## BEGIN RECORDS SHOWN

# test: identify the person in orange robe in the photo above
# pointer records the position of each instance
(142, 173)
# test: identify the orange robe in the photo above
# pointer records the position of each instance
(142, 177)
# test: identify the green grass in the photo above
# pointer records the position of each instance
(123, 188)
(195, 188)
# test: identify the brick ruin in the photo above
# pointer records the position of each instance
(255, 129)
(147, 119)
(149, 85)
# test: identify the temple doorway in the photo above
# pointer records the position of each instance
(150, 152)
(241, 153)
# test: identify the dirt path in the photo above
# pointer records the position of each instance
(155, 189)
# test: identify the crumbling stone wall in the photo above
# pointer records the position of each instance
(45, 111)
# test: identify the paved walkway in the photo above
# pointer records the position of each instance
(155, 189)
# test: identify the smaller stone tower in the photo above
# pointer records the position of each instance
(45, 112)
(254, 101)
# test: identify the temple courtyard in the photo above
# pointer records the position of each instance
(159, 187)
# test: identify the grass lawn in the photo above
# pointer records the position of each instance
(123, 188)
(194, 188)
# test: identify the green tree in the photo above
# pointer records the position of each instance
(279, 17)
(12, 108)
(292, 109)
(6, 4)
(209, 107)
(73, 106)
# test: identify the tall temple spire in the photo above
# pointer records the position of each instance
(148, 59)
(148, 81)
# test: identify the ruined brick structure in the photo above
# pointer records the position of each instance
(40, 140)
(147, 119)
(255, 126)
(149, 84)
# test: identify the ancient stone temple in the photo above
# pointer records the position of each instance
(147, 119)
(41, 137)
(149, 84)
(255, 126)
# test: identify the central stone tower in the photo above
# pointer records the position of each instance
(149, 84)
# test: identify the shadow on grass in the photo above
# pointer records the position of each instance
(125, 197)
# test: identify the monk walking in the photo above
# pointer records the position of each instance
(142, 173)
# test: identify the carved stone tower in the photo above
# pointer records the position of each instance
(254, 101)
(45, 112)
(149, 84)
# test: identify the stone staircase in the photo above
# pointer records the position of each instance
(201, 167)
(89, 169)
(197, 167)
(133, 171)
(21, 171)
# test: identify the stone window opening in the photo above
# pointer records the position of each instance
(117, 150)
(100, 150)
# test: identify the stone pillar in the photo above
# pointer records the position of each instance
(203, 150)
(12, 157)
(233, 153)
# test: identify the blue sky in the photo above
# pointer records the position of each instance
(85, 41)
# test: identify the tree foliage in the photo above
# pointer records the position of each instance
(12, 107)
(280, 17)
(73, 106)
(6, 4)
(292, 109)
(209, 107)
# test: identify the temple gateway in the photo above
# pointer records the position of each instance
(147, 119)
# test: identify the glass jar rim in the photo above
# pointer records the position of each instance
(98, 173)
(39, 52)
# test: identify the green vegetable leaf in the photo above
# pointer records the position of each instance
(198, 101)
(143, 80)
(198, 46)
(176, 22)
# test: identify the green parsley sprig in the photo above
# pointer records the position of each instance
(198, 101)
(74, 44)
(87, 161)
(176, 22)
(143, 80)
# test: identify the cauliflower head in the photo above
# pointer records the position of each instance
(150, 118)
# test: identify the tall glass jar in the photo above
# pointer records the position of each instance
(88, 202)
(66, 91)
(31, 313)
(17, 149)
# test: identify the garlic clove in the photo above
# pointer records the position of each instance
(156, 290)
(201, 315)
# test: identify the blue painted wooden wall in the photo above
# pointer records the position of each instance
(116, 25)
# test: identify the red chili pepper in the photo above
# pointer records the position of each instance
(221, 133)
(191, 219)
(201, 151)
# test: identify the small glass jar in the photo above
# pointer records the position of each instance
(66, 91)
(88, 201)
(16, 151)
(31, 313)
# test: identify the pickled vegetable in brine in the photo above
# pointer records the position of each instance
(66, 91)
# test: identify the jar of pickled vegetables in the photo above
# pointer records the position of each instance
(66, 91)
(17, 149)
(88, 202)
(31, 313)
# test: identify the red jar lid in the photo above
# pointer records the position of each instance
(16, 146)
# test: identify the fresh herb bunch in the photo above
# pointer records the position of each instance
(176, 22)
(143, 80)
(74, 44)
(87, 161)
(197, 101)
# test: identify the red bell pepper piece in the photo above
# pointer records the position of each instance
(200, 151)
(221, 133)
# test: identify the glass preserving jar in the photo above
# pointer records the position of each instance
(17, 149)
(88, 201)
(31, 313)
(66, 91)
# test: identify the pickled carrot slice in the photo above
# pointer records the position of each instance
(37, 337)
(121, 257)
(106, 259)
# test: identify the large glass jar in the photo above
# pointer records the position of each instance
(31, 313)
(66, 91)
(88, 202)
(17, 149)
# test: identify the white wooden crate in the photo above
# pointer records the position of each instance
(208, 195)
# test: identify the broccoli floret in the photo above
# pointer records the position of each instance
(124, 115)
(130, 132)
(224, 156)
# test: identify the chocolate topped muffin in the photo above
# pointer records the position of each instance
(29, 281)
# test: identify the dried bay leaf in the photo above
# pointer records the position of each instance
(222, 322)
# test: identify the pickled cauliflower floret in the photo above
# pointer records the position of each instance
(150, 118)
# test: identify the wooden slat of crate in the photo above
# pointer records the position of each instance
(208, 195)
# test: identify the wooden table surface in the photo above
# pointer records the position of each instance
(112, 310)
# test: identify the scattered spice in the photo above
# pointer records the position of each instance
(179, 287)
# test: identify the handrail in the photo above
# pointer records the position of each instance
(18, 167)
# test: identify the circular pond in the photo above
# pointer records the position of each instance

## END RECORDS SHOWN

The lines above should be duplicated exactly.

### EXERCISE SOLUTION
# test: identify the person in orange robe in the photo above
# pointer records the position of each instance
(142, 173)
# test: identify the orange robe in the photo above
# pointer records the position of each instance
(142, 177)
# test: identify the green grass in the photo above
# pointer records the position of each instance
(123, 188)
(195, 188)
# test: identify the brick ruin in the photo above
# pointer records the position of each instance
(255, 129)
(147, 119)
(149, 85)
# test: identify the temple doorway in the photo above
# pointer records the position of each instance
(150, 152)
(241, 153)
# test: identify the dirt path in the photo above
# pointer records the position of each instance
(155, 189)
# test: identify the crumbling stone wall in the photo above
# pointer records the position of each instance
(45, 111)
# test: identify the paved walkway in the photo above
# pointer records the position of each instance
(155, 189)
# test: identify the smaller stone tower in the photo above
# pointer records the position of each instance
(45, 112)
(254, 101)
# test: identify the temple courtyard in the photo above
# pointer records the position of each instance
(159, 187)
# test: identify the grass lawn in the photo above
# pointer records the position of each instance
(123, 188)
(194, 188)
# test: identify the green tree in the photo above
# pointer records the position of each instance
(279, 17)
(12, 108)
(292, 109)
(6, 4)
(209, 107)
(73, 106)
# test: identify the tall temple spire in the photo above
# pointer records the position of each instance
(148, 59)
(148, 81)
# test: identify the ruined brick structure in the photo above
# pointer records the position of each instance
(40, 140)
(147, 119)
(255, 126)
(149, 84)
# test: identify the ancient stone temple in the photo above
# pointer records the position of each instance
(147, 119)
(41, 137)
(149, 84)
(255, 126)
# test: identify the central stone tower in the photo above
# pointer records the position of each instance
(149, 84)
# test: identify the shadow on grass in the photo above
# pointer records the position of each instance
(125, 197)
# test: identify the monk walking in the photo above
# pointer records the position of each instance
(142, 173)
# test: identify the carved stone tower in the photo above
# pointer records the position of each instance
(254, 101)
(45, 112)
(149, 84)
# test: identify the stone staircase in the photo above
# pointer records the position of each instance
(201, 167)
(89, 169)
(197, 167)
(133, 171)
(21, 171)
# test: identify the stone window opening in the photo above
# pointer records the position of each instance
(117, 150)
(100, 150)
# test: identify the stone pillar in the photo above
# pointer records the position of each instance
(203, 150)
(12, 157)
(233, 153)
# test: identify the blue sky in the photo above
# pointer records the position of each instance
(85, 41)
# test: identify the tree foliage in the photo above
# pointer records the position of each instance
(12, 107)
(280, 17)
(73, 106)
(6, 4)
(292, 109)
(209, 107)
# test: identify the temple gateway in the photo above
# pointer records the position of each instance
(147, 119)
# test: identify the glass jar rim in the photo above
# pointer records the position of each instance
(98, 173)
(39, 52)
# test: identify the green vegetable leaf in the photo above
# pointer records the position of each instance
(198, 101)
(143, 80)
(198, 46)
(176, 22)
# test: identify the green parsley sprig in the photo above
# pointer records the position of each instance
(198, 101)
(74, 44)
(87, 161)
(176, 22)
(143, 80)
# test: identify the cauliflower head in the photo above
# pointer records the position of each instance
(150, 118)
# test: identify the tall glass jar in the photo above
# pointer records the position of each instance
(88, 202)
(66, 91)
(31, 313)
(17, 149)
# test: identify the garlic clove in the photo above
# pointer records the position of each instance
(156, 290)
(201, 315)
# test: identify the blue painted wooden wall in the photo above
# pointer records the position of each instance
(116, 25)
# test: identify the red chili pepper in the photo above
# pointer records the position of each instance
(221, 133)
(191, 219)
(201, 151)
# test: identify the small glass jar in the photo above
# pointer records the position of each instance
(66, 91)
(88, 201)
(16, 151)
(31, 313)
# test: identify the pickled vegetable in brine in the photo above
# pointer records the position of each instance
(66, 91)
# test: identify the jar of pickled vegetables in the photo above
# pointer records the position of each instance
(66, 91)
(17, 149)
(88, 202)
(31, 313)
# test: identify the red jar lid in the photo above
# pointer records the position of each instance
(16, 146)
# test: identify the fresh herb bunch in the photo above
# pointer records the position of each instance
(176, 22)
(143, 80)
(74, 44)
(87, 161)
(197, 101)
# test: identify the red bell pepper piece in the photo above
# pointer records the position of each instance
(200, 151)
(221, 133)
# test: identify the glass preserving jar in the photo above
# pointer records the position of each instance
(17, 149)
(88, 201)
(31, 313)
(66, 91)
# test: identify the pickled carrot slice in the photo above
# pointer records the position of each instance
(37, 337)
(121, 257)
(106, 259)
# test: identify the large glass jar in the photo above
# pointer records the position of each instance
(31, 313)
(66, 91)
(88, 202)
(17, 149)
# test: identify the white wooden crate in the photo above
# pointer records the position of each instance
(208, 195)
# test: identify the broccoli floret in the photo above
# pointer records the position of each instance
(124, 115)
(130, 132)
(224, 156)
# test: identify the chocolate topped muffin in the photo above
# pointer records the position of each instance
(29, 281)
# test: identify the dried bay leaf in the photo above
# pointer records the position of each instance
(222, 322)
# test: identify the pickled cauliflower floret in the photo above
# pointer records the position of each instance
(150, 118)
# test: identify the wooden slat of crate in the photo above
# pointer records the position of each instance
(208, 195)
# test: identify the wooden table surface in the photo above
# pointer records the position of each instance
(112, 310)
# test: identify the scattered spice in the photo above
# pointer records the position of each instance
(179, 287)
# test: identify the handrail in the photo above
# pointer records the position of each instance
(18, 167)
# test: identify the circular pond in the photo above
# pointer records the position of each instance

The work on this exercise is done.